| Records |
-*-
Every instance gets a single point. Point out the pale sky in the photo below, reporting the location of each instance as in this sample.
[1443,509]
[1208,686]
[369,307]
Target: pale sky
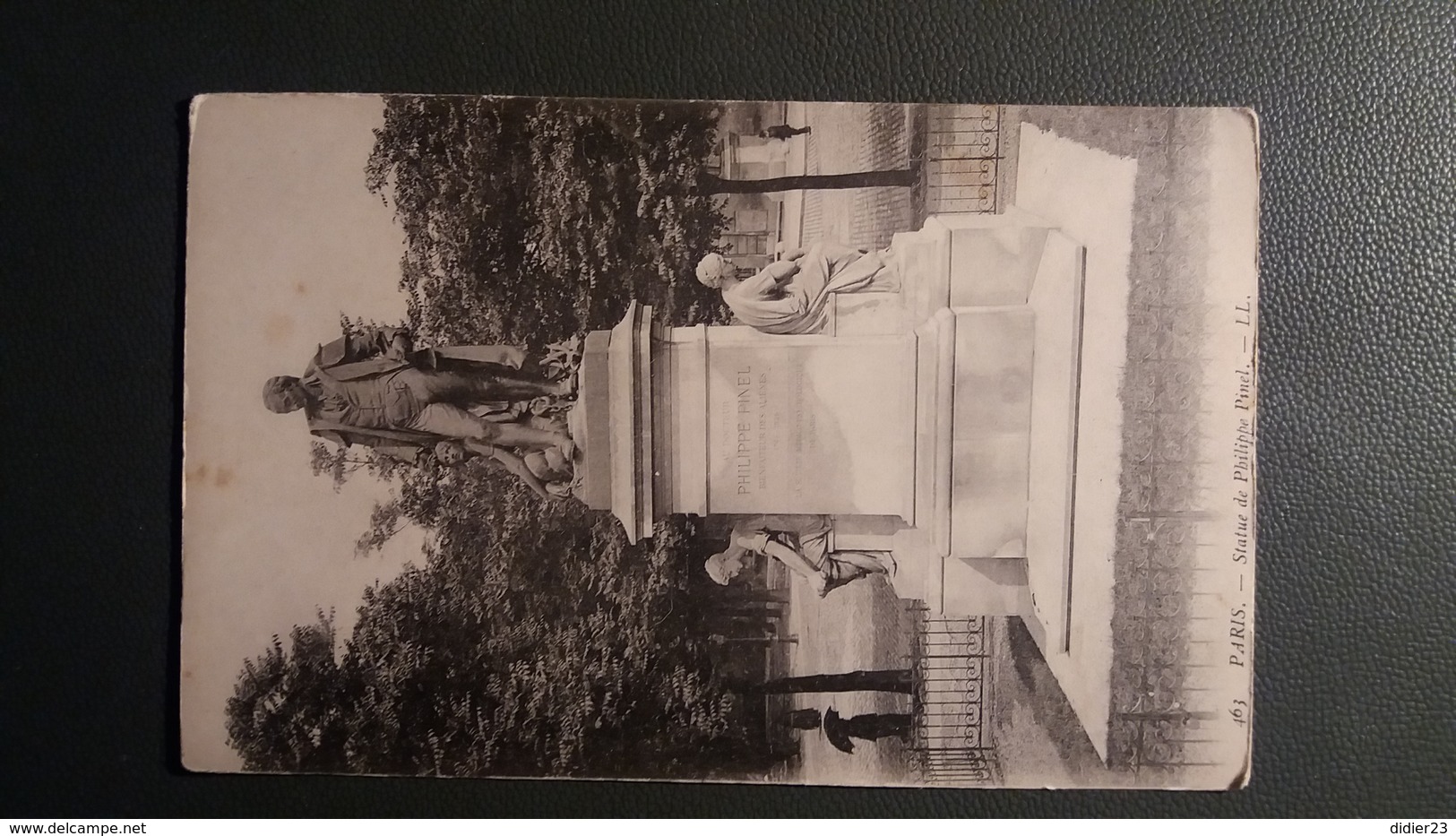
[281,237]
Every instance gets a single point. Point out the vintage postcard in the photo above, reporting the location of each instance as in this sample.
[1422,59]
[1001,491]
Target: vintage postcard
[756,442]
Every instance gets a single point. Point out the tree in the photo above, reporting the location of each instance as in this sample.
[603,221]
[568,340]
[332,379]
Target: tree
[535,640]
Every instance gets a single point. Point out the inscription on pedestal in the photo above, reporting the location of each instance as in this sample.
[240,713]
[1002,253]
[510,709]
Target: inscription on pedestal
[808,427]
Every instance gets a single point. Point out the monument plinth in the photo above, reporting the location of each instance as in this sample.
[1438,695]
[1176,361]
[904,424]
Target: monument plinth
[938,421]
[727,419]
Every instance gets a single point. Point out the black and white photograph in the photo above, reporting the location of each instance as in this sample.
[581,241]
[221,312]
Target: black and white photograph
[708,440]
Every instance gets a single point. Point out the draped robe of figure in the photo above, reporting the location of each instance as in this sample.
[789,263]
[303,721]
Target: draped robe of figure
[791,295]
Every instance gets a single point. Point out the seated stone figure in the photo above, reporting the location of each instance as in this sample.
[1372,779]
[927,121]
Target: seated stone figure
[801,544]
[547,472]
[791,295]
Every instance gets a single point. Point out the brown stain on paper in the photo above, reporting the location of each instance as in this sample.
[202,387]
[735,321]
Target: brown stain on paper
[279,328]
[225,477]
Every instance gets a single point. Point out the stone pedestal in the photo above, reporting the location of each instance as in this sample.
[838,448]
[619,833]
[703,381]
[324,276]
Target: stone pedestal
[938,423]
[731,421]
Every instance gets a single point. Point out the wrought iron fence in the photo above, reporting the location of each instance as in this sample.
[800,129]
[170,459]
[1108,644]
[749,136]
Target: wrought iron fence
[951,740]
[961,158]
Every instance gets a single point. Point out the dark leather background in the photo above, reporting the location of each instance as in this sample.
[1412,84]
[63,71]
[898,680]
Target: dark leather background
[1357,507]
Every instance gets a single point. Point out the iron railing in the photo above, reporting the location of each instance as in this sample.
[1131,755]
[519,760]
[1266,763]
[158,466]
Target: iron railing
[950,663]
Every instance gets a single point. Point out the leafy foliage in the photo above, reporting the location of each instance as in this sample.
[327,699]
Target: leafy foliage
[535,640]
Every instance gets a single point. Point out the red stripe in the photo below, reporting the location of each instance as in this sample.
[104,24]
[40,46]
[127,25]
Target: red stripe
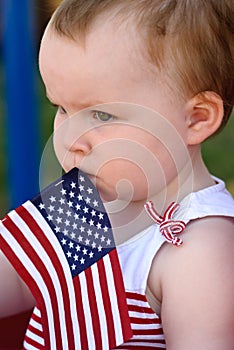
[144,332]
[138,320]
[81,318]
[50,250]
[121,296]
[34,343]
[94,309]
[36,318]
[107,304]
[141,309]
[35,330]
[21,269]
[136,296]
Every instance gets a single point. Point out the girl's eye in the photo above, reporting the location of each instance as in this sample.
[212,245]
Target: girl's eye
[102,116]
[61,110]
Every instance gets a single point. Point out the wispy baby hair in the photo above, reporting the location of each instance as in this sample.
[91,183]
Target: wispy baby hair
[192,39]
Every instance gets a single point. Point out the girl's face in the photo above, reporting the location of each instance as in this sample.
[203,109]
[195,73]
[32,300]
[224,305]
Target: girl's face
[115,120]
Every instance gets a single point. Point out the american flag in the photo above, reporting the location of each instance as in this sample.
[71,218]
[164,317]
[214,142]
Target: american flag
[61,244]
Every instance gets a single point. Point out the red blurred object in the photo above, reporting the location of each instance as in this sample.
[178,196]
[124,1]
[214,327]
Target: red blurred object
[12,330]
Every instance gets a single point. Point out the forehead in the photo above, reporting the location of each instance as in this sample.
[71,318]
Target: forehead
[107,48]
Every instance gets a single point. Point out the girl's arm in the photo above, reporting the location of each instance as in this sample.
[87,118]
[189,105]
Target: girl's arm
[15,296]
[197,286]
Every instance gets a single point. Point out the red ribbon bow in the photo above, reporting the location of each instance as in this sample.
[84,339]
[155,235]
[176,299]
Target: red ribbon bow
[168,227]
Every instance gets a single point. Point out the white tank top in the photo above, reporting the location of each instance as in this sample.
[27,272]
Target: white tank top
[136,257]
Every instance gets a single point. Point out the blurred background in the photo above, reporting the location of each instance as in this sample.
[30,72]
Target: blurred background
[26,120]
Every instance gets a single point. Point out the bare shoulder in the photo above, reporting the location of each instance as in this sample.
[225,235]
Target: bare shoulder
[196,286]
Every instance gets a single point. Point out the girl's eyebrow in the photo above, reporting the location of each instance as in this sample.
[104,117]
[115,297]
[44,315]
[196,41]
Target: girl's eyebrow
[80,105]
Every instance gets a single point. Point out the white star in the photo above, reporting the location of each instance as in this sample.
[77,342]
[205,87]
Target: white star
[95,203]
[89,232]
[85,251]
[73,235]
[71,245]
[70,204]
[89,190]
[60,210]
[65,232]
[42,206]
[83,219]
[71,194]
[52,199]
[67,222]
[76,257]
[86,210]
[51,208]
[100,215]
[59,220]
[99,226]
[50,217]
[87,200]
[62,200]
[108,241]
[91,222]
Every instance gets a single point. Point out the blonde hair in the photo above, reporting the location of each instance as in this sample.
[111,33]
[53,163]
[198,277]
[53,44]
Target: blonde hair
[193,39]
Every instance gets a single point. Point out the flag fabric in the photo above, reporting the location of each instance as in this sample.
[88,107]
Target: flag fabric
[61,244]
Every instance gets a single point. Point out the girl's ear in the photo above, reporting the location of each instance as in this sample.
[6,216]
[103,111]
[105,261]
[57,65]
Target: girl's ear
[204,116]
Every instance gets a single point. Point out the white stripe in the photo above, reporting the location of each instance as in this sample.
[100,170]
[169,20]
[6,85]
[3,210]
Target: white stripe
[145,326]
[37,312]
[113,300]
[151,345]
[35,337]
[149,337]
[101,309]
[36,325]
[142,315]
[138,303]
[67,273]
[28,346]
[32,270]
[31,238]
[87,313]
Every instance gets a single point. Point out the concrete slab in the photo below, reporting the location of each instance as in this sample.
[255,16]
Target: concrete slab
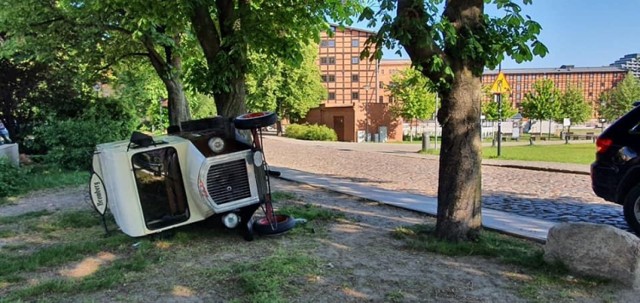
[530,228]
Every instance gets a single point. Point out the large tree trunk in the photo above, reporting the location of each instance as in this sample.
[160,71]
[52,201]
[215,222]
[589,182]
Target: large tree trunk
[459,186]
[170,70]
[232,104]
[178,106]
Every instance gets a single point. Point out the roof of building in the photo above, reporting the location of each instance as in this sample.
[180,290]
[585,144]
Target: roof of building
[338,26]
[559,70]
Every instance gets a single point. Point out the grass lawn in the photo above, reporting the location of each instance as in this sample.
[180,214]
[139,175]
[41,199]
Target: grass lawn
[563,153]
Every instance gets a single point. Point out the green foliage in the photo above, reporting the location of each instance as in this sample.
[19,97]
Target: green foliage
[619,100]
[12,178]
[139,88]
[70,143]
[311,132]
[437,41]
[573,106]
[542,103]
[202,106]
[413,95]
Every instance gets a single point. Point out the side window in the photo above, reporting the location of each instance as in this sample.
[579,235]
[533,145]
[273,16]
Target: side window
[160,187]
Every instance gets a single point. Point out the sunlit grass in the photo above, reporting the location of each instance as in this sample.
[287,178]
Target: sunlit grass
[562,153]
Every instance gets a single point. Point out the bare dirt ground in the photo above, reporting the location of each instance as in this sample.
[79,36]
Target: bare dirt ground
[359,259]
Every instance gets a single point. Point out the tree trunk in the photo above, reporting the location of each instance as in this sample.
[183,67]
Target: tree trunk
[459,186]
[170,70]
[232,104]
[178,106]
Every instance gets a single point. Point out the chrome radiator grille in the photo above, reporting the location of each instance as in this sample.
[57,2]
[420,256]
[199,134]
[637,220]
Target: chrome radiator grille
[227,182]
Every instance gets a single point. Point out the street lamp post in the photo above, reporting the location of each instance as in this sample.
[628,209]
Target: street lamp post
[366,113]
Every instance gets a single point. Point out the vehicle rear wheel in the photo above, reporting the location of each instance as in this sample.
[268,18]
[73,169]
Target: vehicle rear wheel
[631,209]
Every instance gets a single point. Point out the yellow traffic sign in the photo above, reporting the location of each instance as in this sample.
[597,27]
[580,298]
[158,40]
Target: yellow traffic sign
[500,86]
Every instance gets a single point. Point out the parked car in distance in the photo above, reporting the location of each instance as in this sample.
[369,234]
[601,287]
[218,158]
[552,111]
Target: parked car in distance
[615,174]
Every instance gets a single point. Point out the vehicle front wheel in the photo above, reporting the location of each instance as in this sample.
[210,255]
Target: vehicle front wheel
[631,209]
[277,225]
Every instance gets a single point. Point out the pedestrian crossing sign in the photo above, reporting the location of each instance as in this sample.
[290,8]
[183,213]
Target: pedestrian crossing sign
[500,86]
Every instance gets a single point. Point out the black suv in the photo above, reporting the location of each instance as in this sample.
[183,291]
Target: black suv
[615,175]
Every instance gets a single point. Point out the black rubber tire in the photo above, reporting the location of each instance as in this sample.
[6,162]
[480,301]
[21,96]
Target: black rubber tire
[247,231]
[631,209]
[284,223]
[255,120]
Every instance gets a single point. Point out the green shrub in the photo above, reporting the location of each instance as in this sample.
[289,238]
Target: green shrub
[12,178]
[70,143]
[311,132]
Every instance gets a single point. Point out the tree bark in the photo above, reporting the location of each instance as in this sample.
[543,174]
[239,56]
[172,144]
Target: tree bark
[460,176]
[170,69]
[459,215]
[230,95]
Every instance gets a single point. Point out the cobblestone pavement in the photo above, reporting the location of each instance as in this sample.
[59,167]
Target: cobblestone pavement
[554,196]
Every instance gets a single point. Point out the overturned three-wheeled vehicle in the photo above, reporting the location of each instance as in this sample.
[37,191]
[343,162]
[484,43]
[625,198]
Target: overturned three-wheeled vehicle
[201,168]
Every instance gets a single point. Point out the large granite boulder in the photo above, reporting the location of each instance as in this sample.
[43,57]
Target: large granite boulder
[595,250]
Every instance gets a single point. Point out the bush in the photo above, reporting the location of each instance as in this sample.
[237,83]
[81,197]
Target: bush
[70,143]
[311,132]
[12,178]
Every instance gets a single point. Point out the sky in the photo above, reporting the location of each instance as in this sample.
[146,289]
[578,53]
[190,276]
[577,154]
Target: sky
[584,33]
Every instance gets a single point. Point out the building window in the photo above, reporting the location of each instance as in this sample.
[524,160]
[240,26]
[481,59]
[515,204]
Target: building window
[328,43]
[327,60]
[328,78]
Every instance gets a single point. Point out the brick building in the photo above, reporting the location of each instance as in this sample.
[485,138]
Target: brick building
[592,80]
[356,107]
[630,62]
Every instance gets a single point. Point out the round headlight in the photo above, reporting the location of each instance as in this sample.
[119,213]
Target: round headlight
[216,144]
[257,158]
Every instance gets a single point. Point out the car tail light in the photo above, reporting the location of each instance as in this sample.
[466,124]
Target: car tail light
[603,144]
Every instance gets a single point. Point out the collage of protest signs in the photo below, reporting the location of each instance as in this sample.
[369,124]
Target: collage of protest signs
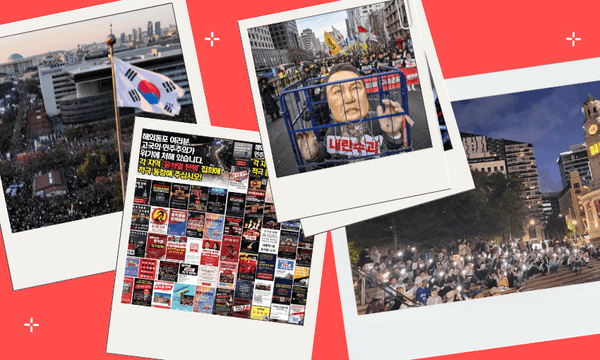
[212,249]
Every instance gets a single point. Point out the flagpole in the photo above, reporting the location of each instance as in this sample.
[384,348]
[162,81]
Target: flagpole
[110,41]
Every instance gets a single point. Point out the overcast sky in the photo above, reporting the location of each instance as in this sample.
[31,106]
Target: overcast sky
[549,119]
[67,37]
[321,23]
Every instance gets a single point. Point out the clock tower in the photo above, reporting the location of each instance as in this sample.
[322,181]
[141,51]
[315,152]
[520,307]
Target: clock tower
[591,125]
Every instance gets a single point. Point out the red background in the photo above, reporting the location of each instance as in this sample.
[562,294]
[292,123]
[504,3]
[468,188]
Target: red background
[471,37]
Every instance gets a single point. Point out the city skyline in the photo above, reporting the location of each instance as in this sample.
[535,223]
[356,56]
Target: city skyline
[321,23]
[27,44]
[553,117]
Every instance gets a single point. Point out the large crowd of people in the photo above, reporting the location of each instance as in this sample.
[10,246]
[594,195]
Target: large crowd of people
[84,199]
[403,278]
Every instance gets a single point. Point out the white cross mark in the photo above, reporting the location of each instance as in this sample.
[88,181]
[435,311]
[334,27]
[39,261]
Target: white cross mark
-*-
| Goal of the exercise |
Copy out the lines of the listing word for word, beginning with the line that contains "Every instance gets a single point. Point out the white cross" and continuing through the last line of the listing.

| Written answer |
Every instance gets a single point. Point out the white cross mark in the photo above, reporting the location of each instance as in this sample.
[88,181]
[435,311]
[334,27]
[39,261]
Target: white cross mark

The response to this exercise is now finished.